**Aim of the task**.
Convert the stretch of data from its start through the line containing "positive clicks: (308, 185) (300, 180)" into a JSON list of strings, with one string per line and no blank lines. Leave the pictures out.

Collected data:
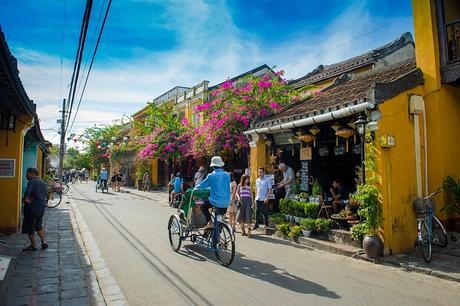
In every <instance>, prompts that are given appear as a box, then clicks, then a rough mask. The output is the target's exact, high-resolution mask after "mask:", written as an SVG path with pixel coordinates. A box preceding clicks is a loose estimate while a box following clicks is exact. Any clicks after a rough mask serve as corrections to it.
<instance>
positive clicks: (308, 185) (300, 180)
mask: <svg viewBox="0 0 460 306" xmlns="http://www.w3.org/2000/svg"><path fill="white" fill-rule="evenodd" d="M309 176H310V162H309V161H301V162H300V186H299V187H300V190H301V191H305V192H309V191H310V184H309Z"/></svg>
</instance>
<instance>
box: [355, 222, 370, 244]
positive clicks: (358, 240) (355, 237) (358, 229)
mask: <svg viewBox="0 0 460 306" xmlns="http://www.w3.org/2000/svg"><path fill="white" fill-rule="evenodd" d="M366 233H367V230H366V225H365V224H364V223H359V224H355V225H353V226H352V227H351V237H352V238H353V239H354V240H356V241H362V240H363V238H364V236H365V235H366Z"/></svg>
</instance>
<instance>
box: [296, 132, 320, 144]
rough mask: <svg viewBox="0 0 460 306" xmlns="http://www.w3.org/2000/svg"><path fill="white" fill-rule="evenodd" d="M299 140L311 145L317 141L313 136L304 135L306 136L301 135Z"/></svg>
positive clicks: (309, 135)
mask: <svg viewBox="0 0 460 306" xmlns="http://www.w3.org/2000/svg"><path fill="white" fill-rule="evenodd" d="M298 138H299V140H300V141H303V142H307V143H309V142H312V141H315V139H316V136H314V135H312V134H304V135H300V136H299V137H298Z"/></svg>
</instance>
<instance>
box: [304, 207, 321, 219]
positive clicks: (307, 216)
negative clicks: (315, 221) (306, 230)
mask: <svg viewBox="0 0 460 306" xmlns="http://www.w3.org/2000/svg"><path fill="white" fill-rule="evenodd" d="M318 208H319V205H318V204H316V203H304V204H303V218H316V216H317V215H318Z"/></svg>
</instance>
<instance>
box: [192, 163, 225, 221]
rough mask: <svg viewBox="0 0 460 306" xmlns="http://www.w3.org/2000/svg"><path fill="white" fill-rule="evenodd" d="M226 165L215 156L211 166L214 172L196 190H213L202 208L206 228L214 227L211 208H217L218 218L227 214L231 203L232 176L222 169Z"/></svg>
mask: <svg viewBox="0 0 460 306" xmlns="http://www.w3.org/2000/svg"><path fill="white" fill-rule="evenodd" d="M224 165H225V163H224V162H223V161H222V158H221V157H220V156H214V157H213V158H212V159H211V164H210V167H212V168H214V171H213V172H212V173H210V174H208V176H207V177H206V179H204V180H203V181H202V182H201V183H200V184H199V185H197V186H196V187H195V190H202V189H205V188H210V189H211V194H210V196H209V199H205V200H204V204H203V205H202V206H201V210H202V212H203V214H204V216H205V218H206V223H207V225H206V228H212V227H213V223H212V220H211V214H210V213H209V208H211V207H212V206H214V207H216V214H217V216H222V215H224V214H225V213H226V212H227V207H228V204H229V203H230V174H229V173H228V172H226V171H224V170H223V169H222V167H223V166H224ZM220 218H221V217H220Z"/></svg>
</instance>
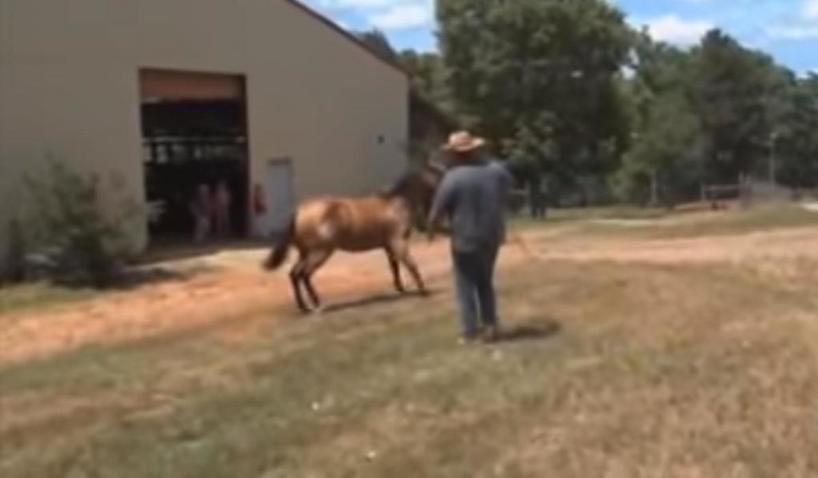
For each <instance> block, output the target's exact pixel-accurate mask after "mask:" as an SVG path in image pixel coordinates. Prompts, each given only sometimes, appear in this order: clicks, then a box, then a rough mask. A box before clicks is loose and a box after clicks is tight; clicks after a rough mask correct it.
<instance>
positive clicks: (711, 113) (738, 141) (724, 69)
mask: <svg viewBox="0 0 818 478" xmlns="http://www.w3.org/2000/svg"><path fill="white" fill-rule="evenodd" d="M685 73H686V74H687V88H688V92H689V97H690V99H691V102H692V106H693V109H694V111H695V113H696V114H697V116H698V117H699V119H700V121H701V123H702V126H703V129H704V132H705V133H704V134H705V135H706V145H705V148H706V155H707V159H708V162H707V171H706V174H707V178H708V179H711V180H713V181H722V182H728V181H735V180H736V179H737V177H738V176H739V175H740V174H742V173H751V172H753V171H754V170H755V169H756V168H757V167H758V166H759V163H760V162H761V160H762V159H764V158H766V155H767V151H768V138H769V137H770V134H771V132H772V131H773V124H772V122H773V121H774V119H775V116H776V106H777V103H780V101H781V99H782V96H781V95H782V94H783V93H784V91H785V89H786V81H787V77H786V74H785V73H784V72H782V71H781V69H780V68H778V67H777V66H776V65H775V64H774V62H773V61H772V60H771V59H770V58H769V57H768V56H767V55H764V54H762V53H759V52H756V51H751V50H748V49H746V48H743V47H742V46H741V45H740V44H739V43H738V42H736V41H735V40H734V39H733V38H731V37H730V36H728V35H726V34H724V33H722V32H721V31H718V30H714V31H711V32H709V33H708V34H707V35H706V36H705V37H704V39H703V40H702V43H701V46H699V47H698V48H696V49H694V50H693V51H692V52H691V61H690V66H689V68H687V70H686V72H685Z"/></svg>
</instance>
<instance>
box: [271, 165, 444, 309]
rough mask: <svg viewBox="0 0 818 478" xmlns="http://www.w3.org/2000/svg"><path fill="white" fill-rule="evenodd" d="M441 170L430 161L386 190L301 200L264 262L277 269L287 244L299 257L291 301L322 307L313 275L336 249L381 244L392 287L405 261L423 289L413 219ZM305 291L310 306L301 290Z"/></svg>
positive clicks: (362, 249) (293, 274) (353, 248)
mask: <svg viewBox="0 0 818 478" xmlns="http://www.w3.org/2000/svg"><path fill="white" fill-rule="evenodd" d="M443 174H444V170H443V169H441V168H439V167H437V166H433V165H426V166H424V167H423V168H422V169H420V170H418V171H414V172H410V173H407V174H406V175H404V176H403V177H402V178H401V179H400V180H399V181H397V182H396V183H395V185H394V186H393V187H392V188H391V189H390V190H389V191H387V192H385V193H382V194H378V195H375V196H370V197H362V198H323V199H315V200H312V201H308V202H306V203H304V204H302V205H301V206H299V208H298V210H297V211H296V213H295V214H294V215H293V216H292V217H291V219H290V223H289V226H288V227H287V232H286V234H285V236H284V238H283V240H281V241H280V242H279V243H278V244H276V245H275V247H274V248H273V250H272V251H271V252H270V255H269V257H268V258H267V260H266V261H265V262H264V268H265V269H267V270H275V269H278V268H279V267H281V265H282V264H283V263H284V261H285V260H286V258H287V253H288V251H289V249H290V246H293V247H295V249H297V250H298V254H299V258H298V261H297V262H296V263H295V265H294V266H293V267H292V269H291V270H290V281H291V284H292V288H293V294H294V296H295V301H296V303H297V305H298V307H299V309H301V311H302V312H309V311H310V310H320V309H321V299H320V298H319V297H318V294H317V293H316V291H315V287H314V286H313V284H312V277H313V275H314V274H315V273H316V271H318V269H320V268H321V266H323V265H324V264H325V263H326V262H327V260H328V259H329V258H330V257H331V256H332V254H333V253H334V252H335V251H337V250H341V251H346V252H365V251H370V250H375V249H383V250H384V252H386V256H387V259H388V260H389V266H390V268H391V271H392V277H393V280H394V285H395V289H397V291H398V292H401V293H403V292H405V289H404V287H403V282H402V280H401V276H400V265H401V264H403V265H404V266H405V267H406V268H407V269H408V270H409V272H410V274H411V275H412V278H413V279H414V281H415V284H416V285H417V287H418V290H419V291H420V292H421V293H422V294H425V293H426V287H425V285H424V283H423V278H422V277H421V275H420V271H419V270H418V267H417V264H416V263H415V261H414V259H413V258H412V255H411V254H410V252H409V238H410V235H411V233H412V226H413V221H414V220H415V219H417V217H418V216H419V215H420V214H423V215H424V216H425V214H426V213H428V209H429V207H430V204H431V200H432V198H433V196H434V193H435V191H436V189H437V186H438V184H439V183H440V181H441V179H442V177H443ZM302 285H303V286H304V288H305V289H306V291H307V294H308V296H309V299H310V301H311V302H312V307H310V306H308V305H307V303H306V301H305V300H304V296H303V295H302Z"/></svg>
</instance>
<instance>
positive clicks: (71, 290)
mask: <svg viewBox="0 0 818 478" xmlns="http://www.w3.org/2000/svg"><path fill="white" fill-rule="evenodd" d="M96 293H97V292H95V291H93V290H90V289H75V288H67V287H59V286H54V285H50V284H47V283H36V284H25V285H14V286H7V287H0V315H2V314H6V313H10V312H21V311H32V310H43V309H47V308H50V307H54V306H57V305H61V304H66V303H71V302H76V301H80V300H84V299H88V298H90V297H92V296H94V295H95V294H96Z"/></svg>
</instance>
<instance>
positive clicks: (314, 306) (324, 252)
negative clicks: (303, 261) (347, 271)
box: [303, 250, 332, 310]
mask: <svg viewBox="0 0 818 478" xmlns="http://www.w3.org/2000/svg"><path fill="white" fill-rule="evenodd" d="M331 256H332V250H326V251H313V252H310V253H309V255H307V258H306V260H305V266H304V274H303V276H304V285H305V286H306V288H307V293H308V294H309V296H310V300H311V301H312V304H313V307H314V308H315V309H317V310H320V309H321V298H320V297H318V293H317V292H316V291H315V287H314V286H313V284H312V276H313V275H314V274H315V273H316V272H317V271H318V269H320V268H321V266H323V265H324V264H325V263H326V262H327V260H329V258H330V257H331Z"/></svg>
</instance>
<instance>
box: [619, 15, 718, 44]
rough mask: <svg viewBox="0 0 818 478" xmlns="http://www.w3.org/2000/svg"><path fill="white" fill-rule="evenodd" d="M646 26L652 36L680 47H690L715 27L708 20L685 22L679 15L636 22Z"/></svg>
mask: <svg viewBox="0 0 818 478" xmlns="http://www.w3.org/2000/svg"><path fill="white" fill-rule="evenodd" d="M633 23H635V24H637V25H640V26H641V25H646V26H647V27H648V31H649V32H650V35H651V36H652V37H653V38H654V39H656V40H661V41H665V42H668V43H673V44H676V45H680V46H690V45H693V44H695V43H697V42H698V41H699V40H701V38H702V36H704V34H705V33H707V31H708V30H710V29H712V28H713V27H714V26H715V25H714V24H713V22H710V21H708V20H685V19H683V18H680V17H679V16H677V15H664V16H661V17H656V18H652V19H648V20H644V21H634V22H633Z"/></svg>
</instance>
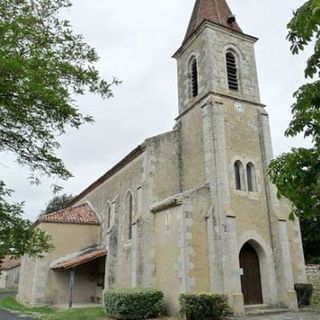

**Answer to the exercise**.
[
  "In every <instance>, prompts that are given appear as a box, then clicks, then a rough mask. The output is the target's exact, high-resolution mask after \"mask:\", written as an SVG path with pixel coordinates. A box preceding clicks is a loose estimate while a box following clicks is exact. Any clicks after a rough mask serve as corrections to it.",
  "<instance>",
  "positive clicks: (308, 185) (300, 180)"
]